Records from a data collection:
►
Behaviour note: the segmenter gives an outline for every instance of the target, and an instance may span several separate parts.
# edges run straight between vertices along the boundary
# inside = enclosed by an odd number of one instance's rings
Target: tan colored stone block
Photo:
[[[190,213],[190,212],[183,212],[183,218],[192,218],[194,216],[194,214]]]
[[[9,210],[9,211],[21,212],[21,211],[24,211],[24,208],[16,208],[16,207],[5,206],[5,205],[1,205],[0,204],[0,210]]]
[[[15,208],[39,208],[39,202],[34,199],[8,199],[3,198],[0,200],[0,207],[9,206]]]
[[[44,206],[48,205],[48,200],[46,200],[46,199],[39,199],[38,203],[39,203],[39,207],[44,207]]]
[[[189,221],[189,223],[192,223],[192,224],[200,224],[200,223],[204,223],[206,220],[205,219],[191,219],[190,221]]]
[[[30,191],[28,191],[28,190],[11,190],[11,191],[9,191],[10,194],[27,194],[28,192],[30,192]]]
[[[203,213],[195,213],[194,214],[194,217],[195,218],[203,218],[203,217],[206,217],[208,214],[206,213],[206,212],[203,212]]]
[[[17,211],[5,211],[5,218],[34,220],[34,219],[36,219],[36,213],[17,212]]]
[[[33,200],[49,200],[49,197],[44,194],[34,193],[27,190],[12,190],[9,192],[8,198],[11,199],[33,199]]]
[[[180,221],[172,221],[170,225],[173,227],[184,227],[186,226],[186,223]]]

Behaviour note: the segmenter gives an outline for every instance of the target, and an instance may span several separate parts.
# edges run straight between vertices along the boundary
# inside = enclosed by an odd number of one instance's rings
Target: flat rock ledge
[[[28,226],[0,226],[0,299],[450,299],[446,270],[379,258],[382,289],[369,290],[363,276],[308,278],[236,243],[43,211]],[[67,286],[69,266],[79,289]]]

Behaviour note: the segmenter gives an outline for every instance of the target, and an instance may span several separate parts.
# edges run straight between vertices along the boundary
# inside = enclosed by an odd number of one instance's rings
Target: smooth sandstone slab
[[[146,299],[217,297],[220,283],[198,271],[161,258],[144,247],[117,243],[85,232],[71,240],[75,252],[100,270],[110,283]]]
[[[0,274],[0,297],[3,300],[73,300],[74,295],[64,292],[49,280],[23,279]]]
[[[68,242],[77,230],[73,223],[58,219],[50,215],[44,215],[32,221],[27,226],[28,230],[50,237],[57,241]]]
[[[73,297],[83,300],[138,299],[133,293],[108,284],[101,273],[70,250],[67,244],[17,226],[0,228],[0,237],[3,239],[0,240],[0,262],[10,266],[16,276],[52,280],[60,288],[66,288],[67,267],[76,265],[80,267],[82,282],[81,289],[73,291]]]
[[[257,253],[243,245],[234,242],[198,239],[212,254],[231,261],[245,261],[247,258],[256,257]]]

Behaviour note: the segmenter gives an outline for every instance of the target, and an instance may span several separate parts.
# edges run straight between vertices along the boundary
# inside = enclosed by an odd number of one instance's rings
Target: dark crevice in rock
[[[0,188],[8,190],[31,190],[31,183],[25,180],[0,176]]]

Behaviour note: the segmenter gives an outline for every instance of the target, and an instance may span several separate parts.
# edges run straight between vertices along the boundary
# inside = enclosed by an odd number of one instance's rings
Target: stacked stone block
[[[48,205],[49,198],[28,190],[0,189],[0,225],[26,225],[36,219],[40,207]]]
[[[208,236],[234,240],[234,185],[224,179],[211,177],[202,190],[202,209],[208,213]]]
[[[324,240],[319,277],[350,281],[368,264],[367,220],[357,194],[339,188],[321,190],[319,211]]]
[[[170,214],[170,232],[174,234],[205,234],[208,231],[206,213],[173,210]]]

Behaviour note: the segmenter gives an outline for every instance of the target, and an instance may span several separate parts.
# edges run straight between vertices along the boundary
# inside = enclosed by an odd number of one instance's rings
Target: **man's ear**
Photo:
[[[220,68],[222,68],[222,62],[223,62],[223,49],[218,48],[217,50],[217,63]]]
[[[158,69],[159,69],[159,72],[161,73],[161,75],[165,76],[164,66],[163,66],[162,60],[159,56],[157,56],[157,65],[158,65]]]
◄
Send back all the records above word for word.

Behaviour note: the segmenter gives an outline for every instance of the target, and an instance may span several separate parts.
# edges run straight between vertices along the boundary
# inside = enclosed by an odd number of one instance's rings
Target: tan colored stone block
Photo:
[[[190,213],[190,212],[183,212],[183,218],[192,218],[194,216],[194,214]]]
[[[9,210],[9,211],[21,212],[21,211],[24,211],[24,208],[16,208],[16,207],[5,206],[5,205],[1,205],[0,204],[0,210]]]
[[[15,208],[39,208],[39,202],[34,199],[8,199],[3,198],[0,200],[0,207],[9,206]]]
[[[44,206],[48,205],[48,200],[46,200],[46,199],[39,199],[38,203],[39,203],[39,207],[44,207]]]
[[[189,221],[189,223],[192,223],[192,224],[200,224],[200,223],[204,223],[206,220],[205,219],[191,219],[190,221]]]
[[[30,191],[28,191],[28,190],[11,190],[11,191],[9,191],[10,194],[27,194],[28,192],[30,192]]]
[[[203,213],[195,213],[194,214],[194,217],[195,218],[203,218],[203,217],[206,217],[208,214],[206,213],[206,212],[203,212]]]
[[[17,211],[5,211],[5,218],[34,220],[34,219],[36,219],[36,213],[17,212]]]
[[[33,200],[49,200],[49,197],[44,194],[34,193],[27,190],[12,190],[9,192],[8,198],[11,199],[33,199]]]
[[[180,221],[172,221],[170,225],[173,227],[184,227],[186,226],[186,223]]]

Behaviour note: the segmenter gives an outline for every instance of the target, and an instance may span several separate parts.
# edges run straight between vertices along the boundary
# inside = enclosed by an odd number of one instance's rings
Target: flat rock ledge
[[[28,226],[0,226],[0,299],[450,299],[446,270],[379,258],[382,289],[369,290],[363,276],[308,278],[236,243],[43,211]],[[67,286],[69,266],[79,289]]]

Behaviour note: the segmenter gives an outline for every instance of the target, and an instance may span several separate parts.
# edges run straight between vertices along the boundary
# inside = enclosed by an odd number of one instance's rings
Target: smooth sandstone slab
[[[146,299],[217,297],[220,283],[198,271],[161,258],[144,247],[117,243],[85,232],[71,240],[75,252],[100,270],[110,283]]]
[[[0,274],[0,297],[3,300],[73,300],[74,295],[64,292],[49,280],[23,279]]]
[[[68,242],[77,230],[73,223],[58,219],[50,215],[44,215],[32,221],[27,226],[28,230],[50,237],[57,241]]]
[[[73,297],[83,300],[138,299],[133,293],[108,284],[101,273],[70,250],[67,244],[17,226],[0,228],[0,237],[3,239],[0,240],[0,262],[10,266],[16,276],[52,280],[60,288],[66,288],[67,267],[76,265],[80,267],[82,282],[81,289],[73,291]]]
[[[257,253],[243,245],[234,242],[198,239],[212,254],[231,261],[245,261],[247,258],[256,257]]]

Behaviour note: the segmenter gives an outline for every instance of the target, and an instance may span several separate parts.
# edges run straight between vertices along the boundary
# inside = enclosed by an odd number of one instance's rings
Target: dark crevice in rock
[[[0,188],[8,190],[31,190],[31,183],[25,180],[0,176]]]

Behaviour note: the segmenter gives an outline for every instance of the target, and an instance may span several separate parts.
# edges run straight between vertices along the boundary
# inside = enclosed by an odd number of one instance's rings
Target: stacked stone block
[[[48,205],[49,198],[28,190],[0,189],[0,225],[26,225],[36,219],[40,207]]]
[[[208,236],[234,240],[234,185],[224,179],[211,177],[202,190],[202,209],[208,213]]]
[[[324,240],[319,277],[350,281],[368,264],[367,220],[357,194],[339,188],[321,190],[319,211]]]
[[[170,214],[170,232],[174,234],[205,234],[208,231],[206,213],[173,210]]]

Behaviour note: the segmenter gives an outline for every instance of the target, and an instance may span several separate parts.
# edges run straight between vertices along the boundary
# inside = enclosed by an odd number of one instance's rings
Target: **man's ear**
Photo:
[[[220,68],[222,68],[222,62],[223,62],[223,49],[218,48],[217,50],[217,63]]]
[[[158,69],[159,69],[159,72],[161,73],[161,75],[165,76],[164,66],[163,66],[162,60],[159,56],[157,56],[157,65],[158,65]]]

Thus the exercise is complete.